Work to do ▸
Extend the text below on the human rights report corpus and its document-term matrices, beginning right after its final sentence.

See Table 14 for the ten most important words for each category of this variable using methods developed by  and described in detail below.
Corpus and DTM Uses
While the existing indicators we have reviewed enjoy wide use throughout the human rights literature, they primarily focus on one class of human rights (i.e. physical integrity rights). Given the costs in training and monitoring coders for a large corpus of text based information, human rights scholars have necessarily focused their attention on the core political and civil rights contained in the International Convention for Civil and Political Rights (ICCPR) and the Convention Against Torture (CAT), especially those relating to physical integrity rights.
The human rights reports however, contain information about a much wider range of human rights violations. This information is underused as the human rights literature contains many fewer studies that focus on the broader set of “second and third generation” rights like those contained in the International Covenant on Economic, Social, and Cultural Rights (CESCR) . We believe that this paper will help scholars focus on these other rights in applied research by (1) making the corpus of human rights texts and associated DTMs publicly available and (2) by introducing scholars to text based analysis procedures, which may prove useful in systematically studying the features of these documents. Provided with the raw data of the reports in machine-readable format and DTMs, scholars will be able to create new measures of state respect for other human rights, similar to the CIRI Empowerment Rights variables , which we reviewed above. We hope that by making available these datasets, we will encourage the creation of additional measures such as these, which would help broaden the study of human rights beyond its current focus on physical integrity rights .
Beyond creating new measures, human rights scholars could use the corpus and DTMs for many other purposes, such as examining inconsistencies across reports. Sometimes the information within the documents appears consistent to readers when comparing reports on the same place and time; sometimes the information does not appear consistent . For example, the documents published from the early 1980s through the mid-1990s by the Lawyers Committee for Human Rights offer a focused critique of the documents published by the US State Department. To date, no scholar has directly analyzed the critical content of the Lawyers Committee for Human Rights documents relative to the content contained with the US State Department documents. If reporting agencies consistently disagree as to the state of human rights in a country, or a set of countries, then this disagreement would represent an interesting puzzle worthy of further investigation .
Researchers could also use the corpus in conjunction with automatic text analysis techniques to determine how the topical attention of reports varies as a function of characteristics of U.S. domestic politics and foreign policy relationships. Scholars might then extend this line of research by exploring how the topical attention, spatial focus, and language used in the country reports changes over time or across place, as the geopolitical situation changes, as technological advances increase access to information about human rights abuses, or as standards of accountability change [1, 58].

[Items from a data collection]
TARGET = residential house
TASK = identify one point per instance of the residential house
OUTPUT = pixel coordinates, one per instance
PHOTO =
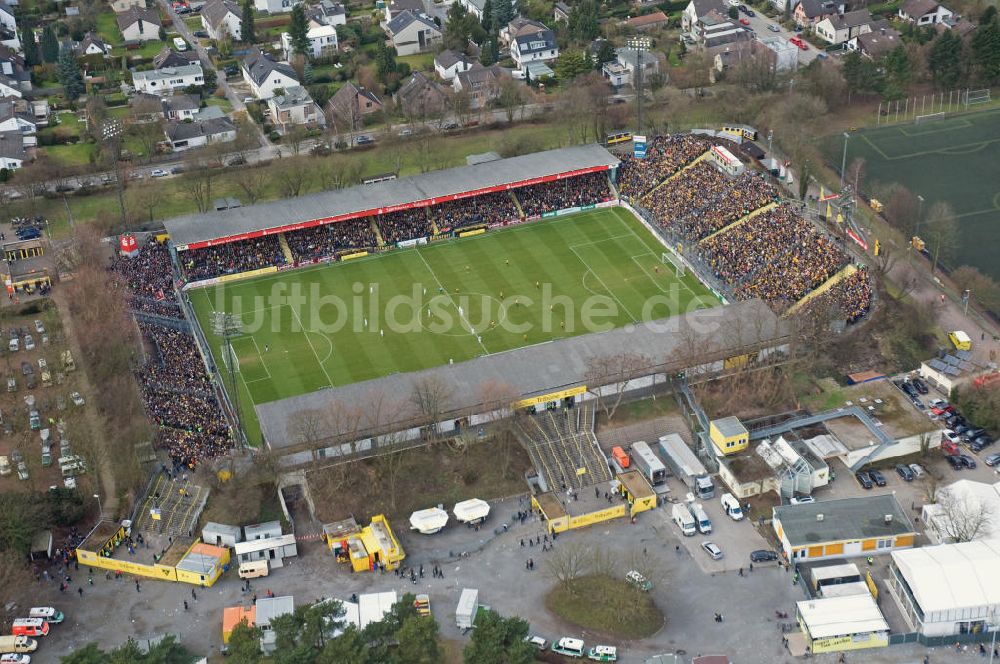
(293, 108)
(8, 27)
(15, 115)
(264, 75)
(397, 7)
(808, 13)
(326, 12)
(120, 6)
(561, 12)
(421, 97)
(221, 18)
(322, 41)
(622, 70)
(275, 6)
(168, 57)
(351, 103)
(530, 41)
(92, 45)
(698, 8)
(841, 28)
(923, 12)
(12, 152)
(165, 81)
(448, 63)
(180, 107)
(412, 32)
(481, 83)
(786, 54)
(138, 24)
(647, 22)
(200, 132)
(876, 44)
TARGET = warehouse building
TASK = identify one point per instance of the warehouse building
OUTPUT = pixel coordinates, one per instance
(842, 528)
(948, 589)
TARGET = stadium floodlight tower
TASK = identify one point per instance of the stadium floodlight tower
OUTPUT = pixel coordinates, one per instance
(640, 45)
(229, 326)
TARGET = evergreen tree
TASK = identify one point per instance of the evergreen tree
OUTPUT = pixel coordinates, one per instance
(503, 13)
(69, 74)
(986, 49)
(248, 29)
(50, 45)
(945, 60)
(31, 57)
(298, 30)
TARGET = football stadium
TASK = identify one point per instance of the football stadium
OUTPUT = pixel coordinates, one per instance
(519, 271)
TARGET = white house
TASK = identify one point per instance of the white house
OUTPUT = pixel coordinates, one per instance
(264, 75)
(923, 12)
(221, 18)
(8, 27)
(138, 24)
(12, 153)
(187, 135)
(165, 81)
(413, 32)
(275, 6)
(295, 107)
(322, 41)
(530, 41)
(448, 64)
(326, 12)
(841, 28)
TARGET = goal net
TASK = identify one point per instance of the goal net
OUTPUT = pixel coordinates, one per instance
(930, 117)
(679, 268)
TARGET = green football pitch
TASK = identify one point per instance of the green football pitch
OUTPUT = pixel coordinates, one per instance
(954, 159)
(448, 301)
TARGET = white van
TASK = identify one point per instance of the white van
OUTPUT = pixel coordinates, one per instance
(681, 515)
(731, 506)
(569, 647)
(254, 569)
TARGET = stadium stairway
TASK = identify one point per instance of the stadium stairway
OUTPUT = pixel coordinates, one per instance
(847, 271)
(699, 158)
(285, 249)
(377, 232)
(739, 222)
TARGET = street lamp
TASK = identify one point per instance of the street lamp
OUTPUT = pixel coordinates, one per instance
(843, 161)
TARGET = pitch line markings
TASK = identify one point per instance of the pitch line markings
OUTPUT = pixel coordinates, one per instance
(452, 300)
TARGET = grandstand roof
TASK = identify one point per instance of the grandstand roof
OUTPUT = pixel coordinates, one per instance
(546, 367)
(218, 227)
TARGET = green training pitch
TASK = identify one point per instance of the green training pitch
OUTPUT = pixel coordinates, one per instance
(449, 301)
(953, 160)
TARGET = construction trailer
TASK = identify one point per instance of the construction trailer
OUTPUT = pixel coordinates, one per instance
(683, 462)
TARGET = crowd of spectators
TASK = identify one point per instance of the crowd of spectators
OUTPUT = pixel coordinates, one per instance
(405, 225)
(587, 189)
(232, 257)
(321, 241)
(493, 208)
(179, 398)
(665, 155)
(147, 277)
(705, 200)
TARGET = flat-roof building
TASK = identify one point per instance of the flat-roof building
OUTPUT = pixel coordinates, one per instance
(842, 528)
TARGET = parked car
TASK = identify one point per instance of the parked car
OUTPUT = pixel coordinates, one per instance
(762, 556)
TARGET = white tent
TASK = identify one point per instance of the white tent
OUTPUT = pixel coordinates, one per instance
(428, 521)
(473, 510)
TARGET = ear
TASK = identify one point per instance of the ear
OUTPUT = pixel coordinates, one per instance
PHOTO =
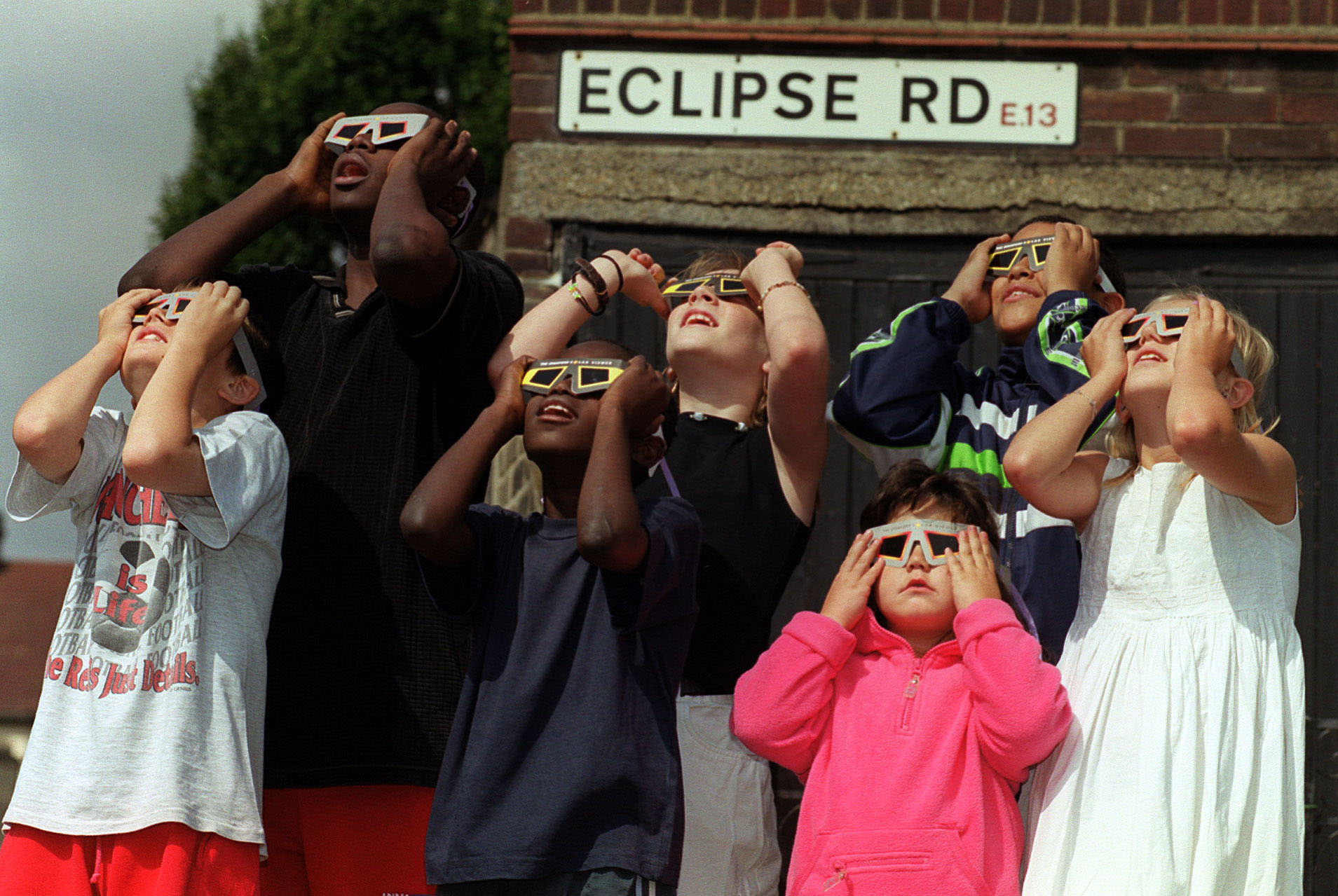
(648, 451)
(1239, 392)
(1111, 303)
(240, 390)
---
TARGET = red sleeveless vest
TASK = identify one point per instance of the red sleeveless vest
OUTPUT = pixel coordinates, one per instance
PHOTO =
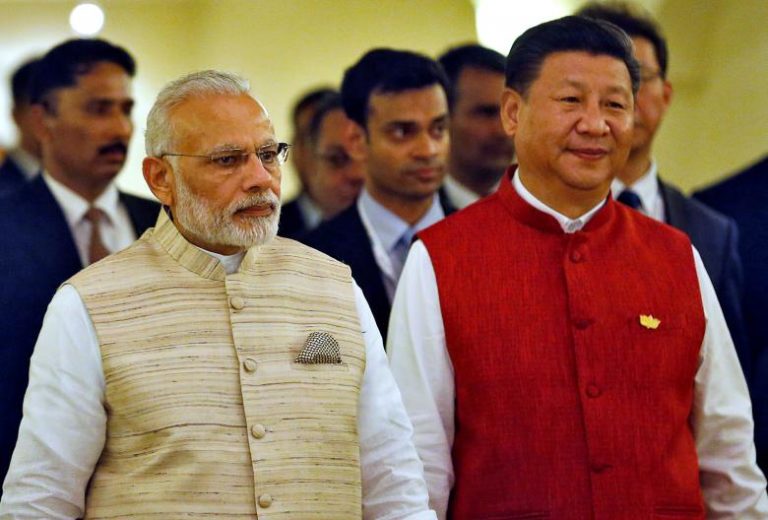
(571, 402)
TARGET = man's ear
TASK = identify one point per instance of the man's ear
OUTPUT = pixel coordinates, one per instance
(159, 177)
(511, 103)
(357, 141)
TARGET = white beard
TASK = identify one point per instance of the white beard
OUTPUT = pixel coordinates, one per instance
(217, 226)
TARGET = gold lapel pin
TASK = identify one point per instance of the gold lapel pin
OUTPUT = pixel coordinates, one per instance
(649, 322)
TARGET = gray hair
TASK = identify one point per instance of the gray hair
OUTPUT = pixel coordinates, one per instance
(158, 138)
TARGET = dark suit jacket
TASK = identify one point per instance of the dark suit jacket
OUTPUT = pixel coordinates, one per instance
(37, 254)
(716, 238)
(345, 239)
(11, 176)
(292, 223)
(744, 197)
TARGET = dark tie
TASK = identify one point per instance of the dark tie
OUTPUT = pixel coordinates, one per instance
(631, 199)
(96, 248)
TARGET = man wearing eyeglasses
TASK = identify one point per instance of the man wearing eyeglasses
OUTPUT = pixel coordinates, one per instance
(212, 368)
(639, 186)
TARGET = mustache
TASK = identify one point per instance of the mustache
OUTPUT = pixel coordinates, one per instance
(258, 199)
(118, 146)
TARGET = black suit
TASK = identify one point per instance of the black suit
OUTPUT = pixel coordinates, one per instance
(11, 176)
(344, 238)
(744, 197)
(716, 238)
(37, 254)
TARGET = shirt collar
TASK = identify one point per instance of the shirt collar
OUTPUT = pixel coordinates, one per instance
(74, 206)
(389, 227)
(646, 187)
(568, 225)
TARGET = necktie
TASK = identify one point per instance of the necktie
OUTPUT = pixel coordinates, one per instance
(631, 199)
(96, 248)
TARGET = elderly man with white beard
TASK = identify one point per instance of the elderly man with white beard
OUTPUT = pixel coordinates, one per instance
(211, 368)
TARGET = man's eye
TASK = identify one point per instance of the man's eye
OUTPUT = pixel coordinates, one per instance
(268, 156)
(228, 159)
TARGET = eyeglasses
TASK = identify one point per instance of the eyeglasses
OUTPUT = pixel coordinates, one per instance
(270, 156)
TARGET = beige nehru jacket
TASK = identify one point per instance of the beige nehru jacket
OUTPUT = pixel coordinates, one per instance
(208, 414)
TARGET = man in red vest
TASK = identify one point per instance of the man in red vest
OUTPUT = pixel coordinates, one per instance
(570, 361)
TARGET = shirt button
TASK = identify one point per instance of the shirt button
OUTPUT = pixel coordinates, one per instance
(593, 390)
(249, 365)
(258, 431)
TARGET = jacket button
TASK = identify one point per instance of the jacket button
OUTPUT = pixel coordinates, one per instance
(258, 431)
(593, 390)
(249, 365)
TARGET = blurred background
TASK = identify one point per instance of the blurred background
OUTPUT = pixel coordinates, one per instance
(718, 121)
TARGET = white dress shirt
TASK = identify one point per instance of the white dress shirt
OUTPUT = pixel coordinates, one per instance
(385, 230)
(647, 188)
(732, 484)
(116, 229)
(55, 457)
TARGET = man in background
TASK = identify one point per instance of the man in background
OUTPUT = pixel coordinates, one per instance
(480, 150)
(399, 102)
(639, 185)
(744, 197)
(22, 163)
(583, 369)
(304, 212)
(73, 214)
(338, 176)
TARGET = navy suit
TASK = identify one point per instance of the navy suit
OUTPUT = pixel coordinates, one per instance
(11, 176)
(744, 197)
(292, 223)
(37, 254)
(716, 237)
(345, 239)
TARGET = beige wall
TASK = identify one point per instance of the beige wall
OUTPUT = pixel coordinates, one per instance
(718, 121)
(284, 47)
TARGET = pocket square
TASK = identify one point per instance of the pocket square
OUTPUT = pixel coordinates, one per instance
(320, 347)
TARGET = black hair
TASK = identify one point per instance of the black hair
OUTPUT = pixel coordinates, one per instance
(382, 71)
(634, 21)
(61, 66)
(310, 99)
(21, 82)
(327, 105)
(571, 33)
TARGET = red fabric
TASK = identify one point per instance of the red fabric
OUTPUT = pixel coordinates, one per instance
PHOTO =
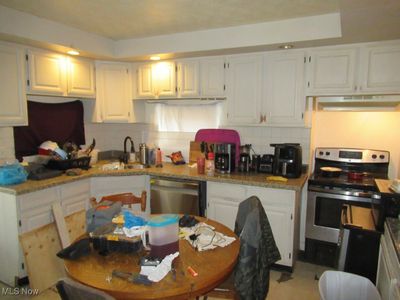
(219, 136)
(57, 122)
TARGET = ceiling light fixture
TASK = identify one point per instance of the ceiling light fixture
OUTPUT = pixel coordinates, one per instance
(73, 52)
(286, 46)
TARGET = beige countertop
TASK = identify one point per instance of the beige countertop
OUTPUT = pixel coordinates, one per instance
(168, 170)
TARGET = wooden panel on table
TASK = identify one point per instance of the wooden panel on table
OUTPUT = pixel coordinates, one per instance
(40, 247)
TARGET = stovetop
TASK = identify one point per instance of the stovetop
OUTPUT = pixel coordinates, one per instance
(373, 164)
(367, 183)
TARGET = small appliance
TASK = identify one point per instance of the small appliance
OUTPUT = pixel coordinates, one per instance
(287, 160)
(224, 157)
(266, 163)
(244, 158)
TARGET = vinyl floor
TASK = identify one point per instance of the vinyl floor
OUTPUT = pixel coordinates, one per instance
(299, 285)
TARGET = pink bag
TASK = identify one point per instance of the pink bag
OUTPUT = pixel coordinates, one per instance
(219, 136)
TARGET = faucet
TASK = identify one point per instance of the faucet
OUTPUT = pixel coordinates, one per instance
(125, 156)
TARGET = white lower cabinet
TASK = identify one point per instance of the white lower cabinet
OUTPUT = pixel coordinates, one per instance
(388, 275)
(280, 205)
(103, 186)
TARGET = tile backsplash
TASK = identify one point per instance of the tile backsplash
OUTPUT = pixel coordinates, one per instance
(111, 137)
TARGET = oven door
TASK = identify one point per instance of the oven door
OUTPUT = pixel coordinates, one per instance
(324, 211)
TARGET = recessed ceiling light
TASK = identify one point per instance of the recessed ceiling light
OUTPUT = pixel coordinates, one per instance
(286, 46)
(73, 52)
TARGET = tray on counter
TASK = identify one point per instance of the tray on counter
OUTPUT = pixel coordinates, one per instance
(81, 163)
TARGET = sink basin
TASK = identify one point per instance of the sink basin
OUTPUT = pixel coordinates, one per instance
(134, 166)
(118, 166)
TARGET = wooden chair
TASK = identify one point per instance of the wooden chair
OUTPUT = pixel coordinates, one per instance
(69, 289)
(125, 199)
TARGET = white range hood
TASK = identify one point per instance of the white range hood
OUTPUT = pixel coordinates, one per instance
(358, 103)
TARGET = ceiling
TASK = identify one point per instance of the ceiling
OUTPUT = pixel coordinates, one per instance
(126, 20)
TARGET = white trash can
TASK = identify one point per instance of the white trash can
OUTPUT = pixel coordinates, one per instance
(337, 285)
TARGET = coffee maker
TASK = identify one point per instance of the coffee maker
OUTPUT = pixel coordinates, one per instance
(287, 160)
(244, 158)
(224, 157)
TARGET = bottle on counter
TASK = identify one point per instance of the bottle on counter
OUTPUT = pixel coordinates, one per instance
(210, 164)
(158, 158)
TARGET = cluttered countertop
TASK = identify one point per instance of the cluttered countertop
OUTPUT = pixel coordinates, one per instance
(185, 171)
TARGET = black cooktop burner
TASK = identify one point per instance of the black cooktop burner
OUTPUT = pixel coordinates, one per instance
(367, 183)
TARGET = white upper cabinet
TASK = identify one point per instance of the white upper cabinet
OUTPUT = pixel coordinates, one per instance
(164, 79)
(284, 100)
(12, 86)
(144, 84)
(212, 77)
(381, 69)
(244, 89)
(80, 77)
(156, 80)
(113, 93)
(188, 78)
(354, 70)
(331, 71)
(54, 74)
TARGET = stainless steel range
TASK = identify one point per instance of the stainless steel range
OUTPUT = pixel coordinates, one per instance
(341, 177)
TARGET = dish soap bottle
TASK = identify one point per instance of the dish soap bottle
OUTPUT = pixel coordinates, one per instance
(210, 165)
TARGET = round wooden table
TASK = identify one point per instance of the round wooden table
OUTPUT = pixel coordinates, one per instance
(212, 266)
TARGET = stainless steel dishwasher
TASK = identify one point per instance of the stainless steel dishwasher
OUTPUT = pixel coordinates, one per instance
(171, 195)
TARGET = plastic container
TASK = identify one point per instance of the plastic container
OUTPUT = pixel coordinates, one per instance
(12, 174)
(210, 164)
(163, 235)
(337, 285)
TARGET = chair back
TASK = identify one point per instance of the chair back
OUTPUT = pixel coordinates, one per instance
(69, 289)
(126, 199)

Answer below ▸
One of the main functions of human rights reports is to generate public awareness of atrocities committed by governments. The availability of these reports in a unified machine-readable format can greatly improve their accessibility to the general public. Systems can be designed to make the addition, retrieval, and full text access of these reports feasible to a non-expert audience. Natural language processing techniques can be particularly useful in summarizing and making more accessible the wealth of information contained in the reports . One application of these techniques could involve using supervised machine learning classifiers to identify atrocities. The identified events could be tagged, estimates of the number of victims could be extracted, and the results could then be visualized with the goal of providing a larger picture of the state of human rights across the globe to anyone interested. We hope that the publication of a formatted and easily accessible corpus will facilitate and stimulate the development of this sort of tool by researchers interested in human rights, but also by data scientists, software engineers, or other experts that want to use their technical expertise for an important social cause.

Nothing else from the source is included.